Seçilen Metin:

Güncelleme Tarihi:
Avusturya'da aşırı sağcı hükümet, ilkokullarda başörtüsünü yasaklamak için hazırladığı yasa tasarısını meclise taşıyarak, muhalefetin desteği olmadan yürürlüğe koymayı hedefliyor.
Ulaştırma Bakanı Norber Hofer, Bakanlar Kurulu toplantısının ardından düzenlenen basın toplantısına hükümetin ilkokullarda başörtüsü yasağını hayata geçirmek için hazırladığı yasa tasarısının muhalefet partilerine gönderildiğini söyledi.
Hofer, muhalefetle yasaya ilişkin mecliste yapılacak oylama öncesi herhangi bir pazarlığın yapılmayacağını belirterek, "Muhalefeti yasa tasarısı lehinde oy kullanmaya davet ediyoruz." diye konuştu.
PARA VE HAPİS CEZASI
Söz konusu tasarı, ülkedeki özel okullar dahil bütün ilkokullardaki öğrencilerin 10 yaşına kadar başörtüsü takmasını yasaklıyor.
Yasağın hayata geçmesi durumunda, yasaya aykırı davranan velilerin 440 avroya kadar para ya da 2 hafta hapis cezasına çarptırılması öngörülüyor. Yasa tasarısı meclisten geçerse 2019'da yürürlüğe girecek.
MUHALEFETİN YASAĞA TEPKİSİ
Ana muhalefet Sosyal Demokrat Parti (SPÖ) ve Yeni Avusturya Partisi, (NEOS) yasa tasarısının kapsamlı şekilde ele alınarak değerlendirilmesi gerektiğini söyledi.
Hükümet, meclisin üçte iki oy çoğunluğunu alarak yasa tasarısını anayasa hükmü olarak hayata geçirmeyi hedefliyordu ancak muhalefetin yaklaşımı nedeniyle tasarının yalnızca koalisyon ortaklarının oylarıyla meclisten geçmesi planlanıyor.
"BAŞÖRTÜNÜN ZORLA ÖRTÜLMESİ VE ÇIKARILMASINA KARŞIYIZ"
Avusturya'da yaşayan Müslüman toplumu başta olmak üzere çok sayıda sivil toplum örgütü, gazeteci ve aktivist, başörtüsü yasağına tepki göstererek aşırı sağcı koalisyon hükümetini, Müslüman çocukları üzerinden ülkenin temel sorunlarını örtbas etmeye çalışmakla suçladı.
Avusturya İslam Cemaati Başkanı İbrahim Olgun, tasarıya tepki göstererek, Müslümanlara yönelik ayrımcılığın hükümet politikalarının ayrılmaz bir parçası olduğuna dikkati çekti.

Kayıt Alıntıları:
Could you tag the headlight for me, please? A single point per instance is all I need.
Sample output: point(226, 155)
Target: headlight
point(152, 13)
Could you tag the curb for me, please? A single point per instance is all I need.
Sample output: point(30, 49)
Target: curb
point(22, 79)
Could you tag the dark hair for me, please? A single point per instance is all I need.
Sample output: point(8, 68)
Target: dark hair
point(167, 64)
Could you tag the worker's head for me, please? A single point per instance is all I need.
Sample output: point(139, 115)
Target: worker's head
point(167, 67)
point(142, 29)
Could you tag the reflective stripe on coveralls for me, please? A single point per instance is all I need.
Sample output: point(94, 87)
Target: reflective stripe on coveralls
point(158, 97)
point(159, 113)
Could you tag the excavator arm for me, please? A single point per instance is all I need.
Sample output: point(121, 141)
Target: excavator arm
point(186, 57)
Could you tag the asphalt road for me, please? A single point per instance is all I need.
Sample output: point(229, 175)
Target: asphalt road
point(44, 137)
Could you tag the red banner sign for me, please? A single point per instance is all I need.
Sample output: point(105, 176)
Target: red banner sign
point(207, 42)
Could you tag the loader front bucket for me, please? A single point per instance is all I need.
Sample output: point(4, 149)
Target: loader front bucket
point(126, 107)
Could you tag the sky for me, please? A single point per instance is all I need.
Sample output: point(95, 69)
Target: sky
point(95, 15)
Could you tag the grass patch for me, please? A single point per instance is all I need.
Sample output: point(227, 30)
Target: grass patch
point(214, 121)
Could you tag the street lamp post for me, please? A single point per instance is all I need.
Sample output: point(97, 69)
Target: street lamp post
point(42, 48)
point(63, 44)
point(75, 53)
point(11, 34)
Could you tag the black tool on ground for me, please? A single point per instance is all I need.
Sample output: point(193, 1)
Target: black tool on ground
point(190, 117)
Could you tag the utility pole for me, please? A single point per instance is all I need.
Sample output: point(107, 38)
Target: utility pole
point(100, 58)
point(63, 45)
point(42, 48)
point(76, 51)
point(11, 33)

Yapılacaklar:
A: Başörtüsü yasağı haberine göre, yasaya aykırı davranan veliler en fazla ne kadar para cezasına çarptırılabilecek?
B: Başörtüsü yasağı haberini son cümlesinin ardından devam ettirin.
Bu malzeme başka bir kaynaktan alınmıştır.

Görev Çıktıları:
A: 440 avroya kadar.

B:
Olgun, hükümetin kız çocukları üzerinden popülist politikaları hayata geçirmeye çalıştığını vurgulayarak, "Bir genç kızın başörtüsü takmaya zorlanmasına karşı olduğumuz gibi başörtüsünü çıkartmaya zorlanmasına da aynı şeklide karşıyız." değerlendirmesinde bulundu.
Müslümanlara yönelik popülist ve kamplaştırıcı politikaların birlikte yaşama yarar sağlamayacağının altını çizen Olgun, "Hükümetin (diğer dini gruplara oranla) Müslümanlara yönelik eşit olmayan muamelesi kabul edilemez." dedi.
Olgun, olası bir başörtüsü yasağı karşısında hukuki adamların atılacağının altını çizdi.
Linkswende sivil toplum kuruluşu sözcüsü David Albricht de koalisyon ortaklarının son günlerde bazı konularda görüş ayrılıkları yaşadığını ve bu durumun kamuoyuna yansıdığını ifade ederek, hükümetin ırkçı, popülist yöntemlere başvurarak ülke gündemini değiştirmeyi hedeflediğine dikkati çekti.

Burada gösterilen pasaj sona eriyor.